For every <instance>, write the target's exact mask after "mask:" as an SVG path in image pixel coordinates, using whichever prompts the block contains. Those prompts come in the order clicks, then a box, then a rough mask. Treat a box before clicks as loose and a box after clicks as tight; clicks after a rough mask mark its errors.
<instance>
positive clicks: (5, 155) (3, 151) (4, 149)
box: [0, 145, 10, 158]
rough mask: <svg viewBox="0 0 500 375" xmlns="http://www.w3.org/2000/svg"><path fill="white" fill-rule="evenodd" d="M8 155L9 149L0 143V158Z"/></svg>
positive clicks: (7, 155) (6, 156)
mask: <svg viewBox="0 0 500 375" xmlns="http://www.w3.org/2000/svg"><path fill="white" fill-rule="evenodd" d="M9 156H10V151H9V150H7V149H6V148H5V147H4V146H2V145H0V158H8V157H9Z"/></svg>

++++++

Repeat the entries above word for word.

For every <instance>, write the target's exact mask after "mask:" as an SVG path in image pixel coordinates, using whichever prompts the block contains. Those prompts come in the order clicks, then a box, then a rough mask. Treat a box before clicks as loose and a box after clicks as tight; clicks after a rough mask mark its errors.
<instance>
positive clicks: (5, 155) (3, 151) (4, 149)
box: [0, 145, 10, 158]
rough mask: <svg viewBox="0 0 500 375" xmlns="http://www.w3.org/2000/svg"><path fill="white" fill-rule="evenodd" d="M8 155L9 149L0 143V158Z"/></svg>
positive clicks: (7, 155) (6, 156)
mask: <svg viewBox="0 0 500 375" xmlns="http://www.w3.org/2000/svg"><path fill="white" fill-rule="evenodd" d="M9 156H10V151H9V150H7V149H6V148H5V147H4V146H2V145H0V158H8V157H9Z"/></svg>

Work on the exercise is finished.